===== TEXT SHOWN
This means that astute building service contractors (BSCs) must take a close look at their businesses and determine not only what steps they should take now to weather the current storm, but also what they can do to actually build their businesses during these uncertain economic times.

After all, in past downturns, many leading companies have actually come out stronger — with more market share and profits — than before.

Many BSCs are now much more cautious about spending, usually making purchases only for products that are necessary or that are perceived to be a good value.

Further, many firms have stepped up their efforts to pay off their debt and have been reluctant to assume new debt.

Additionally, contractors are reevaluating their businesses to see if it might be better to offer more services for their customers or specialize in just one or two.

For instance, many carpet cleaners have expanded their services to offer restoration work in addition to carpet cleaning and floor care.

Others have found that specializing in just one field, such as restoration, has proven to be more lucrative and reduces equipment needs and the amount of worker training necessary.

Some BSCs now offer a range of services, from parking lot and elevator maintenance to lighting and landscaping services.

Others once offered additional services but found it best to let them go and just specialize in what they do best: Cleaning.

Ace Or Wild Card?

Which is the right direction for your business?

Should you be an all-in-one cleaning company or a master of one — specializing in offering a specific task or service?

This is a more complicated issue than you might suspect; even leading business schools across the nation have analyzed and debated these questions.
==========
===== RAW RECORDS
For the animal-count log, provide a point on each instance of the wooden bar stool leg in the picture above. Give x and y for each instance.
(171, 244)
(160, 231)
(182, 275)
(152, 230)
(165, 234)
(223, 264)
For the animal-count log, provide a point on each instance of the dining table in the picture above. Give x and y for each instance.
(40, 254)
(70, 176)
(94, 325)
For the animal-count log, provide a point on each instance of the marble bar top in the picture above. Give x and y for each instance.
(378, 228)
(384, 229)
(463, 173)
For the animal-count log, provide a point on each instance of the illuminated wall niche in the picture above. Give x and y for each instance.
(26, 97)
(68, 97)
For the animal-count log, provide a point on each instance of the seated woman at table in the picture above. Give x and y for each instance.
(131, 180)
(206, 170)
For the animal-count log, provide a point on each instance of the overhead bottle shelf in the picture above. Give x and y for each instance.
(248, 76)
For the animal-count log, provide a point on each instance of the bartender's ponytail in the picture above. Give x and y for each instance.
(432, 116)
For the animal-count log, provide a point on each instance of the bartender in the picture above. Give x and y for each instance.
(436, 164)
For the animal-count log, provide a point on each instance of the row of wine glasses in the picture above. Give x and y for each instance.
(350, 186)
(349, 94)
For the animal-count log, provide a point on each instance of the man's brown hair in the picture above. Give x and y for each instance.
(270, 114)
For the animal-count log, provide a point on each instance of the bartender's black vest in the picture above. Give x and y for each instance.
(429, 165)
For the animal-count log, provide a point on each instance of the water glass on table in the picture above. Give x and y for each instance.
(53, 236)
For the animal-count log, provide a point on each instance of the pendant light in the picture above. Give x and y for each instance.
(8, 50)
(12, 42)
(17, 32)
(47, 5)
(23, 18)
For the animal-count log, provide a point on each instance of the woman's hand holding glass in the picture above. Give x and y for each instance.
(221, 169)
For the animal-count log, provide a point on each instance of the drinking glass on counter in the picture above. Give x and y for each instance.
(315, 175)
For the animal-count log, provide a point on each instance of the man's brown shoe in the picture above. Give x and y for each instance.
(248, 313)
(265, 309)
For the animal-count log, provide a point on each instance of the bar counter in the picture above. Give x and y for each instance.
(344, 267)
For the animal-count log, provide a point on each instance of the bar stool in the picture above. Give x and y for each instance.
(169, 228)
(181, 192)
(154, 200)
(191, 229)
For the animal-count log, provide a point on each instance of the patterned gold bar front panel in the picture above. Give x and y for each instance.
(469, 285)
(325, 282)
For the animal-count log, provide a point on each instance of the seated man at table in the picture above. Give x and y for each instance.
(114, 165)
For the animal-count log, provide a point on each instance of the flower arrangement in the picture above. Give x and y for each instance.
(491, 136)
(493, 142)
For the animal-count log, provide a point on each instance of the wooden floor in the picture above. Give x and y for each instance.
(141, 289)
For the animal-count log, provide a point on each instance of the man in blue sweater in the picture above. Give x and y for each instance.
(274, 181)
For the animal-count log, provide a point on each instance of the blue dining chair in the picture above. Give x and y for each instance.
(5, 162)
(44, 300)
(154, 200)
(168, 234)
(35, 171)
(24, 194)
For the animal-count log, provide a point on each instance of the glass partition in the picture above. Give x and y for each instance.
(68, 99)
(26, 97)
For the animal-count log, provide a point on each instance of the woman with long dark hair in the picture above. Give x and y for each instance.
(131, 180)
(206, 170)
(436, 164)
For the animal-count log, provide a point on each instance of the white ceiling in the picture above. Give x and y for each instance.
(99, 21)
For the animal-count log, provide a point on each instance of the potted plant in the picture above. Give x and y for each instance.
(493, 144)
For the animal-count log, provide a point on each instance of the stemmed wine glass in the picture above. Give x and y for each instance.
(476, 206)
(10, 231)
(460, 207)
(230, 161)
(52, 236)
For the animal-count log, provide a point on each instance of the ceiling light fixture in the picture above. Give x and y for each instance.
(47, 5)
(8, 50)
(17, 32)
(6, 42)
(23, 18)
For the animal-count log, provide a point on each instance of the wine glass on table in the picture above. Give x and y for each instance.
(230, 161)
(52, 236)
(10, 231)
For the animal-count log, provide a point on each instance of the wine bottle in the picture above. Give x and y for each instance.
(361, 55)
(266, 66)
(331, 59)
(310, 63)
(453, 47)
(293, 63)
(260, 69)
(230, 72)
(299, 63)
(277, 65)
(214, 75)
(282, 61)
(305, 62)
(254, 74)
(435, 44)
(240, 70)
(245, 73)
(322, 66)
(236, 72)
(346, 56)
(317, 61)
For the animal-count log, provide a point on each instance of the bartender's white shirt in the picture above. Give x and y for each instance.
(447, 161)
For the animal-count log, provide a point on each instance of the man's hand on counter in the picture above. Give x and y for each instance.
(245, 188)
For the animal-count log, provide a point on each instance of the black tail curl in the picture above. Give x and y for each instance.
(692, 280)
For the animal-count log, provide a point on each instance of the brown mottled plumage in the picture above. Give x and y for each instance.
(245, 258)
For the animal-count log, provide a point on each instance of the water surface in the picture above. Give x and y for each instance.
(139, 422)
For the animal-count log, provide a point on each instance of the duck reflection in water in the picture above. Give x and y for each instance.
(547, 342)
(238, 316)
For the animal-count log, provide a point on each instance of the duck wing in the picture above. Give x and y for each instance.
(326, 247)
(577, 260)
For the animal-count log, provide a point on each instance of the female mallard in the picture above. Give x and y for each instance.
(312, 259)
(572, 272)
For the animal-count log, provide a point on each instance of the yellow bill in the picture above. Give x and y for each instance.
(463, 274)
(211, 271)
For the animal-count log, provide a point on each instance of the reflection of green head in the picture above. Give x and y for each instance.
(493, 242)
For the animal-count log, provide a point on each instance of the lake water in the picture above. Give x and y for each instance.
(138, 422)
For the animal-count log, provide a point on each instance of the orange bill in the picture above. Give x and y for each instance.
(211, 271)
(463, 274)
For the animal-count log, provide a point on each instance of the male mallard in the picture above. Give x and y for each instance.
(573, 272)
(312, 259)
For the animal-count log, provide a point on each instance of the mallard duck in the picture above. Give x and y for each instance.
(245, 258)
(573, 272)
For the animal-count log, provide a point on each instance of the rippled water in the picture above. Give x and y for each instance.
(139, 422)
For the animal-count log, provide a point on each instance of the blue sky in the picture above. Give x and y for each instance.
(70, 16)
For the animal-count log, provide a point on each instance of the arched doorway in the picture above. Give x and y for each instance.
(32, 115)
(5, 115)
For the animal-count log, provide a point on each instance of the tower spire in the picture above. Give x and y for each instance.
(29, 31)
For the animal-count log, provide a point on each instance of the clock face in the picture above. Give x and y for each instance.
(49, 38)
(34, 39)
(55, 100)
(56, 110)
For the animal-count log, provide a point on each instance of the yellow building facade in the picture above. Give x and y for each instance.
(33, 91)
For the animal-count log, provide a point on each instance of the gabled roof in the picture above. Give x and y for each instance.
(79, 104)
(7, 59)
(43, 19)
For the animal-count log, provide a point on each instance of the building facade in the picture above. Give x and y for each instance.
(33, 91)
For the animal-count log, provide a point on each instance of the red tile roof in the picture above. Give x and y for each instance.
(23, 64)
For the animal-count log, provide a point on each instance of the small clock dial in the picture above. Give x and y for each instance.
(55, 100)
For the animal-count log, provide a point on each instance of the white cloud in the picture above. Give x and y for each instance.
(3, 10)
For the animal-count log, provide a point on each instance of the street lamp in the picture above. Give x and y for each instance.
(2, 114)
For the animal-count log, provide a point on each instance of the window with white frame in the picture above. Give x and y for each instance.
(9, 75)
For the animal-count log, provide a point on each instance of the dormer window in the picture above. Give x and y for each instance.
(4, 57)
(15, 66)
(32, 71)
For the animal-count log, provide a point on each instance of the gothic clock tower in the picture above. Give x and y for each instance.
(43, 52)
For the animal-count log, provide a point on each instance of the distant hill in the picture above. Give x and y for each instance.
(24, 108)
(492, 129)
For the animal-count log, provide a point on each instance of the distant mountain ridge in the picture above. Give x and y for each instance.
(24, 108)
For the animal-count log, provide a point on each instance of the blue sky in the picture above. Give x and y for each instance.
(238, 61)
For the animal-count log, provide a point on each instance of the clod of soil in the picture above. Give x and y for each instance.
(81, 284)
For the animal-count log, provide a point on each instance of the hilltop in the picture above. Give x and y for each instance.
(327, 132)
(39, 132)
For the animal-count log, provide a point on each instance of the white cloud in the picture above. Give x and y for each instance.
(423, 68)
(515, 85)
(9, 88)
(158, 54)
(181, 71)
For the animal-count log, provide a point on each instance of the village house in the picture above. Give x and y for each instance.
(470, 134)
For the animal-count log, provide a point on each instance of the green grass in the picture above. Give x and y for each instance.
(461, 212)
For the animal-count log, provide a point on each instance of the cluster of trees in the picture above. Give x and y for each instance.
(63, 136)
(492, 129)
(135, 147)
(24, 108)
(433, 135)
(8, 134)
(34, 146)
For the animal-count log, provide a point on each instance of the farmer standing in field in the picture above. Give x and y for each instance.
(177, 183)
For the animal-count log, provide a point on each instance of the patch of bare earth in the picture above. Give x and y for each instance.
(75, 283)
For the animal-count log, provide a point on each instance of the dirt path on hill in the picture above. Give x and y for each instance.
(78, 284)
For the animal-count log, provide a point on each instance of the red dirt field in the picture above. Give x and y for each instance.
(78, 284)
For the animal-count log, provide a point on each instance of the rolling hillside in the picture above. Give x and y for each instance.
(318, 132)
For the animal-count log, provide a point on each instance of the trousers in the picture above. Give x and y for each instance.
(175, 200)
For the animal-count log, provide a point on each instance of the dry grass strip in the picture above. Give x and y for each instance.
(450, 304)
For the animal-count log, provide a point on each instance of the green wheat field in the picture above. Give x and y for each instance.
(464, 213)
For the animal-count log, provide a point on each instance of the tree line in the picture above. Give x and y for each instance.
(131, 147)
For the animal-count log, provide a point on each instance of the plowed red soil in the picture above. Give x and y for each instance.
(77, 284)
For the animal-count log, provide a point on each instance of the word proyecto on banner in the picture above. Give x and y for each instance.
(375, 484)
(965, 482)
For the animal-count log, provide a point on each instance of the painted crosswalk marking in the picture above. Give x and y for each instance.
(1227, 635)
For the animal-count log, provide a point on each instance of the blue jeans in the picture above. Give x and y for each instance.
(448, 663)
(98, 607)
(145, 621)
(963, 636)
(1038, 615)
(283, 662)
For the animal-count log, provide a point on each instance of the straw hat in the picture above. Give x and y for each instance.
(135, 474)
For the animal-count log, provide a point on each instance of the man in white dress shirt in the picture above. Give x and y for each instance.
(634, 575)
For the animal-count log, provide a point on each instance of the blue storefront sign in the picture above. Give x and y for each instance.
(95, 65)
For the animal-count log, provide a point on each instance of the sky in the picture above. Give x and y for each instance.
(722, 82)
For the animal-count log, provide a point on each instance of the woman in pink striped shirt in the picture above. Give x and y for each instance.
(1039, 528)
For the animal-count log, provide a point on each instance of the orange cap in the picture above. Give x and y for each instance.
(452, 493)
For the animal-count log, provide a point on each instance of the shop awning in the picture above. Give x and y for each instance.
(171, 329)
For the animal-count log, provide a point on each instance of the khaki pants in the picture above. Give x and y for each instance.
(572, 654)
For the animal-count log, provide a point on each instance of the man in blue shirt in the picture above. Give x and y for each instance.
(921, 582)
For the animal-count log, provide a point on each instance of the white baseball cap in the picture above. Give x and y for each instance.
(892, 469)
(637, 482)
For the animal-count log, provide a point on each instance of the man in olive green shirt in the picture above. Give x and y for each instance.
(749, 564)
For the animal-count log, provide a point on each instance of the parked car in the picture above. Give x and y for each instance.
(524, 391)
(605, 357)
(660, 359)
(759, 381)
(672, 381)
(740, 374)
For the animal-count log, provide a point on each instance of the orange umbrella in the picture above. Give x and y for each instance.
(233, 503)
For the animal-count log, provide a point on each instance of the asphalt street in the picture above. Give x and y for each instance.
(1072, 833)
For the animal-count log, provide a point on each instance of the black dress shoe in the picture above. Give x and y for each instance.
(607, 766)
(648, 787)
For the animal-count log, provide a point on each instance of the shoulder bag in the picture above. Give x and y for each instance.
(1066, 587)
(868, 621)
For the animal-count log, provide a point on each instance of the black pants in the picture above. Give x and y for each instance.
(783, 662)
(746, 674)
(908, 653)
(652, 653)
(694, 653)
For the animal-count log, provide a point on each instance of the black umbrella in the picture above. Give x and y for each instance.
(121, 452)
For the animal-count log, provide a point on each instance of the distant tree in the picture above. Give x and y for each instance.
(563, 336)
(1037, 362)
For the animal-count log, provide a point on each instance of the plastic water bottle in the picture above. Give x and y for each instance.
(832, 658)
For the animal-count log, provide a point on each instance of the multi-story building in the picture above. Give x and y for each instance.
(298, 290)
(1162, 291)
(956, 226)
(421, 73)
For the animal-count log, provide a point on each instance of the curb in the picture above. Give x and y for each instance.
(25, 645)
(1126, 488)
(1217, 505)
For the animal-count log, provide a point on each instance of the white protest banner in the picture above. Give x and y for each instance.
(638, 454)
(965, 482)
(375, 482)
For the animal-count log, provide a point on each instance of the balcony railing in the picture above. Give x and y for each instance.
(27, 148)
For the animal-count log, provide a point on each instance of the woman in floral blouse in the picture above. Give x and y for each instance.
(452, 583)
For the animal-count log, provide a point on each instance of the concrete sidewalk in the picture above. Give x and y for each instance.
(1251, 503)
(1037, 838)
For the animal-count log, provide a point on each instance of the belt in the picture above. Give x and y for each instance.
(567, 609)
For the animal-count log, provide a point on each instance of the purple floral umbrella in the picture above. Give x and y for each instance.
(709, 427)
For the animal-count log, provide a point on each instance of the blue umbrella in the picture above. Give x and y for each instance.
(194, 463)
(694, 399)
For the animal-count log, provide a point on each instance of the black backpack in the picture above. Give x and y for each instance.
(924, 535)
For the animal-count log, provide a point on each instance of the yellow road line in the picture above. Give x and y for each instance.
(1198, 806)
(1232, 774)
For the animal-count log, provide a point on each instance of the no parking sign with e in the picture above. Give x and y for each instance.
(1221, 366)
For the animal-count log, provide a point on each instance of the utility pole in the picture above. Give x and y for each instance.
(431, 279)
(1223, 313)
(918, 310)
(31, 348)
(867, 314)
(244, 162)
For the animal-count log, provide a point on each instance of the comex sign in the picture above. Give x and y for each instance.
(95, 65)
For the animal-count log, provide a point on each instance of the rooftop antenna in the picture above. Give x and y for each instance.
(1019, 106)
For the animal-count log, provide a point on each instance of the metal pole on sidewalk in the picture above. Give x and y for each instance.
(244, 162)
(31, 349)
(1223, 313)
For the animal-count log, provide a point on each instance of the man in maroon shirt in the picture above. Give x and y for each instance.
==========
▶ WHAT THIS EXERCISE ASKS:
(A) In the text on building service contractors, what have many carpet cleaners added to their services?
(B) Continue the text on building service contractors from where it stops.
The records are separate material and have no connection to the text on building service contractors.

▶ RESPONSES FOR EACH TASK:
(A) They have added restoration work alongside carpet cleaning and floor care.

(B)
In 2008, Alexander Chernev, an associate professor of marketing at the Kellogg School of Management near Chicago, conducted a study to evaluate these and related business strategies.

Customers were asked what they perceive to be a better product or service: One that specializes in just one task or service or one that can be used to handle a variety of tasks or services.

These were the study''s findings:

  • Most customers believe that a "single-attribute" product or service, one that specializes in one service or task, is better than an all-in-one product or service that can do many things. This was true even when the end customers were told that the two different types of products were essentially the same.

  • For this group of customers, it is only when the price of the single-attribute product or service is perceived to be excessive does the customer select the all-in-one product or service, and only then if it is significantly less expensive.

In other words, Chernev found that a product specializing in a single attribute is perceived to be superior in that attribute relative to an all-in-one product having the same attribute but multiple other features as well.

In this case, specializing paid off as long as there was no — or a minor — difference in costs.

When comparing toothpaste, for instance, he found that consumers expect whitening-only toothpaste to whiten teeth better than toothpaste that both whitens and prevents cavities — again, even though the two products'' whitening agents are essentially equivalent in effectiveness.

Up Economy To Down Economy

As to whether being a jack-of-all trades or specializing in one or two services is better, "there probably is not one ''correct'' answer," says Michael Schaffer, president of Tornado Industries. "There are many variables to consider, from employee skills [and] equipment used to geography. In a big city it might work well to specialize; in a smaller area, offering multiple services would probably be imperative."

Schaffer suggests that BSCs that offer only base cleaning services experiment with offering more services to see, first, if there is a market for them and, second, if that market will prove lucrative and help the company through the economic storm.

"Don''t venture into anything unless workers are skilled at performing the new service; on-the-job training on the customer''s dime is bad business," Schaffer says. "Also, rather than investing in costly specialized cleaning equipment, select tools and equipment that can perform multiple tasks."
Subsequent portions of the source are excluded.